_Aim_: Copy out the lines of the material below without any changes, starting at the line containing "Pick out the smiling woman's" and ending at the line containing "x=470, y=390", both included.

═════ Supplied material

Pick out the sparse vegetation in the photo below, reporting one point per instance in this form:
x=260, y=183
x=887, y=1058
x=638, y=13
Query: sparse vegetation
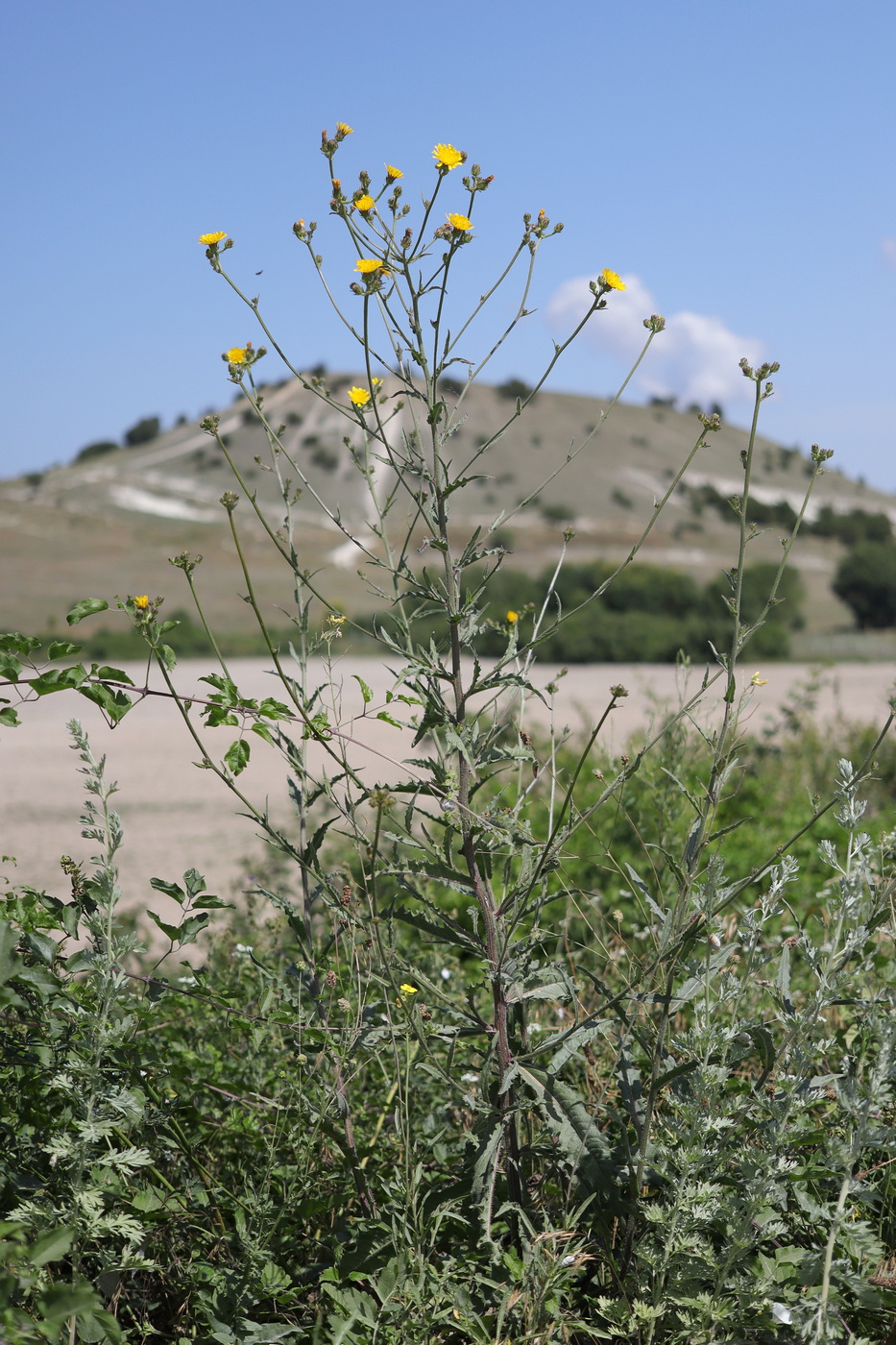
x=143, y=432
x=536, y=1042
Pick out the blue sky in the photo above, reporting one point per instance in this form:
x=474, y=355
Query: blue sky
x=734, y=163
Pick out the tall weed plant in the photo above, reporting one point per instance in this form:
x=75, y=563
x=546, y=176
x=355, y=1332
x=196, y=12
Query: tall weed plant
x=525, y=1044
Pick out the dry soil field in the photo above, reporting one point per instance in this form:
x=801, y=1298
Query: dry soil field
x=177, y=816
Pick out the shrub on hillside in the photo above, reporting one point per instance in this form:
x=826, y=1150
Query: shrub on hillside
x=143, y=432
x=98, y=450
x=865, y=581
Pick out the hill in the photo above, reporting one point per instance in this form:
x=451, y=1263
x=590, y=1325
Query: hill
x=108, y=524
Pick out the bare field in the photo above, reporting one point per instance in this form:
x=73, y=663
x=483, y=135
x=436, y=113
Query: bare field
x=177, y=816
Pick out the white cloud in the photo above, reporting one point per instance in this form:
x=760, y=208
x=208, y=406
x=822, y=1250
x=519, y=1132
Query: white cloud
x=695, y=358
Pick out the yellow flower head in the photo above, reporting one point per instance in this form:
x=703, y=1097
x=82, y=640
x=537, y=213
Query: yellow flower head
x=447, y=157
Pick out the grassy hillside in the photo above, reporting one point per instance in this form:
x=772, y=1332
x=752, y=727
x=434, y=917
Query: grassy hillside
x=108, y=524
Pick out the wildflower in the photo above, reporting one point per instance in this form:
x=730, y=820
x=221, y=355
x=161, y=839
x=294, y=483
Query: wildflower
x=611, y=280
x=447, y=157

══════════
═════ Supplied material

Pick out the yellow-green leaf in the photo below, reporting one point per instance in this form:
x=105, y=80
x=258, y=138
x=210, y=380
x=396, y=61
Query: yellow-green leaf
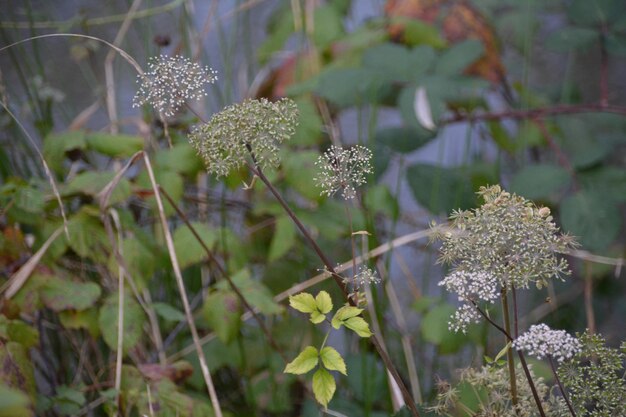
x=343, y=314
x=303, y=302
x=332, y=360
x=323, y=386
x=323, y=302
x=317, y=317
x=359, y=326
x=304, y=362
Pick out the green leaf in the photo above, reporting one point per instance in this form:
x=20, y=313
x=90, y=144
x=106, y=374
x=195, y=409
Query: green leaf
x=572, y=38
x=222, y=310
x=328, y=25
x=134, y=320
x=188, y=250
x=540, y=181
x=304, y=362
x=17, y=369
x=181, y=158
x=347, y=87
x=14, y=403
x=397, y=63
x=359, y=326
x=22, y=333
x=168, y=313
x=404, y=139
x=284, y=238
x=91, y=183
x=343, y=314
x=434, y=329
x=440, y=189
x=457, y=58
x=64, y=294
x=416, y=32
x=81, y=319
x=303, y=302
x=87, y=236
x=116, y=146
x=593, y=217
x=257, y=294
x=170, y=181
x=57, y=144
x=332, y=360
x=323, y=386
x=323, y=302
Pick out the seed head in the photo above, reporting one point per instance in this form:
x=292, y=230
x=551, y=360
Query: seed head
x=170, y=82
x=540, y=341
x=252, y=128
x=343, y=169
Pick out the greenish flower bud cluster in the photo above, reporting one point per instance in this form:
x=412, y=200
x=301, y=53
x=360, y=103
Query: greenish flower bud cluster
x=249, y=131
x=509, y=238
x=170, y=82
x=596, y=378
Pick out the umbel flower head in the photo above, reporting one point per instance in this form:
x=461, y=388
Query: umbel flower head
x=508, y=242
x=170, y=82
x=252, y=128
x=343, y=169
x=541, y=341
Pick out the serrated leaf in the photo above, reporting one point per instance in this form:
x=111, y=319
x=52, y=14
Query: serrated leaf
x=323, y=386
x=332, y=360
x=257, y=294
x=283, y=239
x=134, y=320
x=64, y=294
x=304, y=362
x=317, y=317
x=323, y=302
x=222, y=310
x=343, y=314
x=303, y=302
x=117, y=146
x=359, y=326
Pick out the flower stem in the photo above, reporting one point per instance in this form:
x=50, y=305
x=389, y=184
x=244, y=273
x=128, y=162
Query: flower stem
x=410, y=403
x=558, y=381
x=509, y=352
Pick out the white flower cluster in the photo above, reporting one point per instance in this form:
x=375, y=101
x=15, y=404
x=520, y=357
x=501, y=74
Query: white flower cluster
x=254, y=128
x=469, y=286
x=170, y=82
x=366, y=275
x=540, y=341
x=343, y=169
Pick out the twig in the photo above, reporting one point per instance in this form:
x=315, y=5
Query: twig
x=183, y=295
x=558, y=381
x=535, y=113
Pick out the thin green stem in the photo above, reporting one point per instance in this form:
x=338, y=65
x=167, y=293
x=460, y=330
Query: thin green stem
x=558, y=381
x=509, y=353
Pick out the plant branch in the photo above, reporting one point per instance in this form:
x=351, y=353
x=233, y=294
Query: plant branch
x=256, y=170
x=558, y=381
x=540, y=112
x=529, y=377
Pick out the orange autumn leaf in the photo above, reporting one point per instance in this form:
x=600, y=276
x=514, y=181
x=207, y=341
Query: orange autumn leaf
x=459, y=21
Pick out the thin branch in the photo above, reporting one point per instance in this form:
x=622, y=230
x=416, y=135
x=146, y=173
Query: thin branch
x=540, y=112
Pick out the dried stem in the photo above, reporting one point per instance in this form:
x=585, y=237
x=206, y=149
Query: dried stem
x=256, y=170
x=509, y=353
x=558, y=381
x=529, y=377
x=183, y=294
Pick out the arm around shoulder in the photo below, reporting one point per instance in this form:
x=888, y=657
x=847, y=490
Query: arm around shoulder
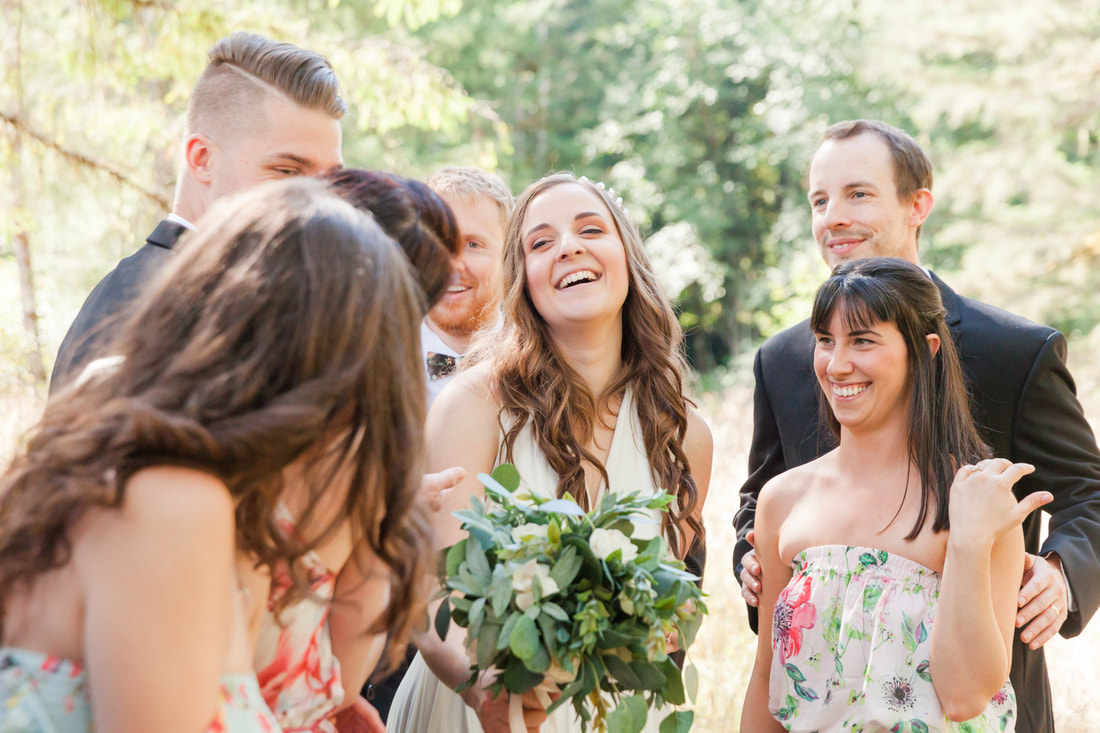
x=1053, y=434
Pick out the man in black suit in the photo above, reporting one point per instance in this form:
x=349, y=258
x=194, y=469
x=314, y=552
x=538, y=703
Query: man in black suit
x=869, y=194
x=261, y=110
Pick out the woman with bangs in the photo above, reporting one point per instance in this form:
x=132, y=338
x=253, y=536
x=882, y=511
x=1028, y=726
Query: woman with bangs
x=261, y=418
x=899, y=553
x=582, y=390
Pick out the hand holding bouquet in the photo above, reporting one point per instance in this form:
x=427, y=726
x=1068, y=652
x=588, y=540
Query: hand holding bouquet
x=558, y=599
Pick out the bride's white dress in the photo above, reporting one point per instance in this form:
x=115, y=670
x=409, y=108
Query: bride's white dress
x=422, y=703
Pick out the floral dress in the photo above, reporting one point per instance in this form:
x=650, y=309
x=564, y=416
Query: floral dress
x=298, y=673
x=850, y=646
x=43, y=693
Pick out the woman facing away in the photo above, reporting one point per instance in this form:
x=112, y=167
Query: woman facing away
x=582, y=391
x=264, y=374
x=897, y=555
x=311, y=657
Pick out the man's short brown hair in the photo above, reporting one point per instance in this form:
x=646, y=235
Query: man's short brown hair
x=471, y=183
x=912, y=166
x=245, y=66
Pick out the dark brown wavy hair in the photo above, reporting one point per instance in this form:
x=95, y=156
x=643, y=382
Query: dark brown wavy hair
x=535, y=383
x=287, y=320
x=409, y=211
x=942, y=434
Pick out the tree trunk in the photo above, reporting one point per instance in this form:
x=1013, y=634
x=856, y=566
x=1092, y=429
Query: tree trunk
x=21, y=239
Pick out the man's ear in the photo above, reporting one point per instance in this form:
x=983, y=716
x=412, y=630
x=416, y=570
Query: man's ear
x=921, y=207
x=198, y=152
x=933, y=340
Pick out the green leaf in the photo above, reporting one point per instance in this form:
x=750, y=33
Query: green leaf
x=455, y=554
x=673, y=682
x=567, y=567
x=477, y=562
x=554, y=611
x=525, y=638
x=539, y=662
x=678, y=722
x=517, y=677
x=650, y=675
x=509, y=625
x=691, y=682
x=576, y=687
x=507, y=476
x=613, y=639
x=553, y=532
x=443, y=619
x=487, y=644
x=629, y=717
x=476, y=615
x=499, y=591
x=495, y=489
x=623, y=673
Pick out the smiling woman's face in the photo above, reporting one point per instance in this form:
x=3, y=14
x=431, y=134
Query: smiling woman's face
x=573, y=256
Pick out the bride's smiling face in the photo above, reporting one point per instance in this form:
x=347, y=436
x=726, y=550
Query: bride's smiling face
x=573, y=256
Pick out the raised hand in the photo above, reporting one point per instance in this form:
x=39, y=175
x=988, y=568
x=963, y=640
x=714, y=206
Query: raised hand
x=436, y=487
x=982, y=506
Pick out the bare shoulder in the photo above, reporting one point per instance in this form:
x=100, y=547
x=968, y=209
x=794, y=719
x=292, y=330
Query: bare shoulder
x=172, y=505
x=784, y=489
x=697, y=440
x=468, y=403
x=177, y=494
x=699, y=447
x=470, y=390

══════════
═════ Supplied material

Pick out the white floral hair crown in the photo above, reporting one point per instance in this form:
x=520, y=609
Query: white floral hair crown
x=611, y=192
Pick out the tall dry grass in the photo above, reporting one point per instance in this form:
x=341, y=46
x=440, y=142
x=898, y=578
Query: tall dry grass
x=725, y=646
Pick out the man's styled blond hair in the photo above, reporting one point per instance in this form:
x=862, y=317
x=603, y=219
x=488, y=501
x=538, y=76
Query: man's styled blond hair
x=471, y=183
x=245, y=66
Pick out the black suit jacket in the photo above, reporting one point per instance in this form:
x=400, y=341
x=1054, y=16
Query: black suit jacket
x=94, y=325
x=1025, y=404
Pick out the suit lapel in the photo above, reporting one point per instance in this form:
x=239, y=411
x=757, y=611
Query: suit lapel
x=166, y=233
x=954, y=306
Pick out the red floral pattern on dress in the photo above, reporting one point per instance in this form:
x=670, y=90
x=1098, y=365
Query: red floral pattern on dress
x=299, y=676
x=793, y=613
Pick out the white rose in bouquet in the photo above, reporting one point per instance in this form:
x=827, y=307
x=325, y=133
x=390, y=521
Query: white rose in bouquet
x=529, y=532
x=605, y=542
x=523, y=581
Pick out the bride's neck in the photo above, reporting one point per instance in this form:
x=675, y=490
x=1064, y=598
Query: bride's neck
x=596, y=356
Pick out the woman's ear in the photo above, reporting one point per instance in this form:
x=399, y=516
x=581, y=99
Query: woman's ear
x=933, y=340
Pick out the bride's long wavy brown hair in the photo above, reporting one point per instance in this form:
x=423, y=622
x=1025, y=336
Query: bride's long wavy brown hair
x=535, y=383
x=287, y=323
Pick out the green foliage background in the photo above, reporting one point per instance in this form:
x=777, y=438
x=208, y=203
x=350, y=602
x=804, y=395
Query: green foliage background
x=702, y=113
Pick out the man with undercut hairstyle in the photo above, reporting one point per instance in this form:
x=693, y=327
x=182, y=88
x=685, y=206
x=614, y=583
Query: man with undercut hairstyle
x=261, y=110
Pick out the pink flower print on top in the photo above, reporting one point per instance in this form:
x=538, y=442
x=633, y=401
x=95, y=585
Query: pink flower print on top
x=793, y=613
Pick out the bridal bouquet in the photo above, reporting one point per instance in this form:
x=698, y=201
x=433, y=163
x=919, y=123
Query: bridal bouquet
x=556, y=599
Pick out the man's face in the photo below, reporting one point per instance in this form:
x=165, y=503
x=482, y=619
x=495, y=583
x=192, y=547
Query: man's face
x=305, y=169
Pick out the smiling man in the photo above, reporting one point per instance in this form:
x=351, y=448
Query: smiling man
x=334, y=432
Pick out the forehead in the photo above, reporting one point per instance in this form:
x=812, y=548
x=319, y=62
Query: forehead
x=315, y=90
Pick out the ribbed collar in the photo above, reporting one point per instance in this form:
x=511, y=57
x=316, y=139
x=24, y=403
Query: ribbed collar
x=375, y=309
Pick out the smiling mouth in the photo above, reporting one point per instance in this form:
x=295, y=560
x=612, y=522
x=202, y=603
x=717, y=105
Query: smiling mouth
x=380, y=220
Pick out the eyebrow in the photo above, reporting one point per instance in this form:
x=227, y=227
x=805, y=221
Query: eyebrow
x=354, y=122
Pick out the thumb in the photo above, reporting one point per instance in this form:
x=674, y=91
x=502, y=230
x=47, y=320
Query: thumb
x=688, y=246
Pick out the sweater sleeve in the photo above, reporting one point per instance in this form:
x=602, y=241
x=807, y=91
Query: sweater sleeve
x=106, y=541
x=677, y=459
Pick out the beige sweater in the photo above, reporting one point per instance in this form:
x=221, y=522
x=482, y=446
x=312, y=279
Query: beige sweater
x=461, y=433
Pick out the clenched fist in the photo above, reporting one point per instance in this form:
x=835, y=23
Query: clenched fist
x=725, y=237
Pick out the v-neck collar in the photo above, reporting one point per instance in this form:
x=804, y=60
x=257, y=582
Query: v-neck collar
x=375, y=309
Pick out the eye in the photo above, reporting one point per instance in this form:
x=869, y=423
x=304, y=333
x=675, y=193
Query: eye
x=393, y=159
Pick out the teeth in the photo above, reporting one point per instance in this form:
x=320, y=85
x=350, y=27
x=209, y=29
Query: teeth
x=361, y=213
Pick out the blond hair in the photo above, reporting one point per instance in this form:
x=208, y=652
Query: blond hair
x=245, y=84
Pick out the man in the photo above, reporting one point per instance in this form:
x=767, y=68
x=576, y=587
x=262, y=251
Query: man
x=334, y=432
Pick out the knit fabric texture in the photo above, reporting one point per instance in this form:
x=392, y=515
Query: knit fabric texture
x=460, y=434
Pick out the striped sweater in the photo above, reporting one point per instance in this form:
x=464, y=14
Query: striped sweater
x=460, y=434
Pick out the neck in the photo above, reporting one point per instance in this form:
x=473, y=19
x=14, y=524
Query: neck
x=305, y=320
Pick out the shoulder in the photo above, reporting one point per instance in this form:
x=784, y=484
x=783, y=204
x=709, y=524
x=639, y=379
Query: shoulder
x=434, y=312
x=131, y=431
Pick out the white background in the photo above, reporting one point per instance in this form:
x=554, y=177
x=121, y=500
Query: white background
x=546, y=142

══════════

_Answer to this exercise_:
Pick out the smiling woman's face in the photo above, reporting one point per instance in this form:
x=3, y=14
x=431, y=134
Query: smiling woman's face
x=573, y=256
Pick out the bride's smiling face in the photo above, reporting one point per instance in this form:
x=347, y=436
x=726, y=550
Query: bride's smiling face
x=573, y=256
Pick out the raised hand in the photo above, reporting one point per instance in this form:
x=39, y=175
x=988, y=568
x=963, y=640
x=714, y=206
Query: raised hand
x=436, y=487
x=982, y=506
Pick out the bare shoulder in the photo above, reporting one point per instance in this form:
x=100, y=547
x=968, y=209
x=794, y=719
x=292, y=330
Query: bare shoulder
x=172, y=505
x=784, y=489
x=697, y=440
x=468, y=403
x=177, y=494
x=699, y=447
x=470, y=390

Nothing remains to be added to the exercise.